Instructions for the task.
Extract the entries in their exact form.

[Recorded data]
++++++++
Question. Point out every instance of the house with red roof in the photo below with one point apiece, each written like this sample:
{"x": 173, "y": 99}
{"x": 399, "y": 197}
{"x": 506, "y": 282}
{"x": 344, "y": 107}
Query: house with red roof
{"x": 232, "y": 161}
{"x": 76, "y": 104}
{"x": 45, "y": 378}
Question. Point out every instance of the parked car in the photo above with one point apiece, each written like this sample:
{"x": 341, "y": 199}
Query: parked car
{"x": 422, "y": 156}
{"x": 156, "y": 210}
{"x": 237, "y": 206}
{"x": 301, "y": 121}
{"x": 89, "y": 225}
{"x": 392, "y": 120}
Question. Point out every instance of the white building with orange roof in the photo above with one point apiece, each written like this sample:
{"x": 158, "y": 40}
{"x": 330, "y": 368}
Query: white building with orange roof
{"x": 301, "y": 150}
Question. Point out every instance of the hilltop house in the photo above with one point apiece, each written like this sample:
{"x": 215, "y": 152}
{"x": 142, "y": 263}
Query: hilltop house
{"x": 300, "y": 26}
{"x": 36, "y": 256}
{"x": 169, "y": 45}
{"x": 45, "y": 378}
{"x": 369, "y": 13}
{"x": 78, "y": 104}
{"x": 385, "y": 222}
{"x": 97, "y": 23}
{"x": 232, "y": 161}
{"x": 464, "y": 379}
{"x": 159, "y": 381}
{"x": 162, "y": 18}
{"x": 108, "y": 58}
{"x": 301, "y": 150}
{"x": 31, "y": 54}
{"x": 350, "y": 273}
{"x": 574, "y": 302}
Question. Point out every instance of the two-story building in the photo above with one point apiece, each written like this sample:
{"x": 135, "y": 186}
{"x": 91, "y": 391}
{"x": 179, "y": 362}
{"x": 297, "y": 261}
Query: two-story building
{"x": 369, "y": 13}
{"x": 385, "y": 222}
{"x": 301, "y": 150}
++++++++
Reply.
Question. Point out every instance of the house with red roof in the photo below with one point apiece, each written like this sample:
{"x": 173, "y": 99}
{"x": 399, "y": 197}
{"x": 506, "y": 282}
{"x": 344, "y": 107}
Query: house with red roof
{"x": 232, "y": 161}
{"x": 76, "y": 104}
{"x": 45, "y": 378}
Question. Point out every instance of the parked car in the photo above with one point apiece, each written like this sample:
{"x": 341, "y": 199}
Query: parked car
{"x": 422, "y": 156}
{"x": 156, "y": 210}
{"x": 237, "y": 206}
{"x": 301, "y": 121}
{"x": 89, "y": 225}
{"x": 392, "y": 120}
Question. Point out every instance of the white building with orange roof in the photo above with one point apiece, each written like this sample:
{"x": 158, "y": 40}
{"x": 330, "y": 368}
Query: white building with orange roof
{"x": 301, "y": 150}
Question. Point out every instance of the hilltop house in the photo above with one point apiece, each written like this sample:
{"x": 215, "y": 152}
{"x": 142, "y": 263}
Query: hilltop house
{"x": 300, "y": 26}
{"x": 36, "y": 256}
{"x": 169, "y": 45}
{"x": 45, "y": 378}
{"x": 369, "y": 13}
{"x": 78, "y": 104}
{"x": 385, "y": 222}
{"x": 97, "y": 23}
{"x": 232, "y": 161}
{"x": 464, "y": 379}
{"x": 159, "y": 381}
{"x": 162, "y": 18}
{"x": 108, "y": 58}
{"x": 301, "y": 150}
{"x": 31, "y": 54}
{"x": 350, "y": 273}
{"x": 574, "y": 302}
Question. Point out every instance of the two-story building in the photo above with one point apiece, each written like this sample:
{"x": 135, "y": 186}
{"x": 91, "y": 391}
{"x": 179, "y": 362}
{"x": 297, "y": 261}
Query: two-story building
{"x": 369, "y": 13}
{"x": 385, "y": 222}
{"x": 301, "y": 150}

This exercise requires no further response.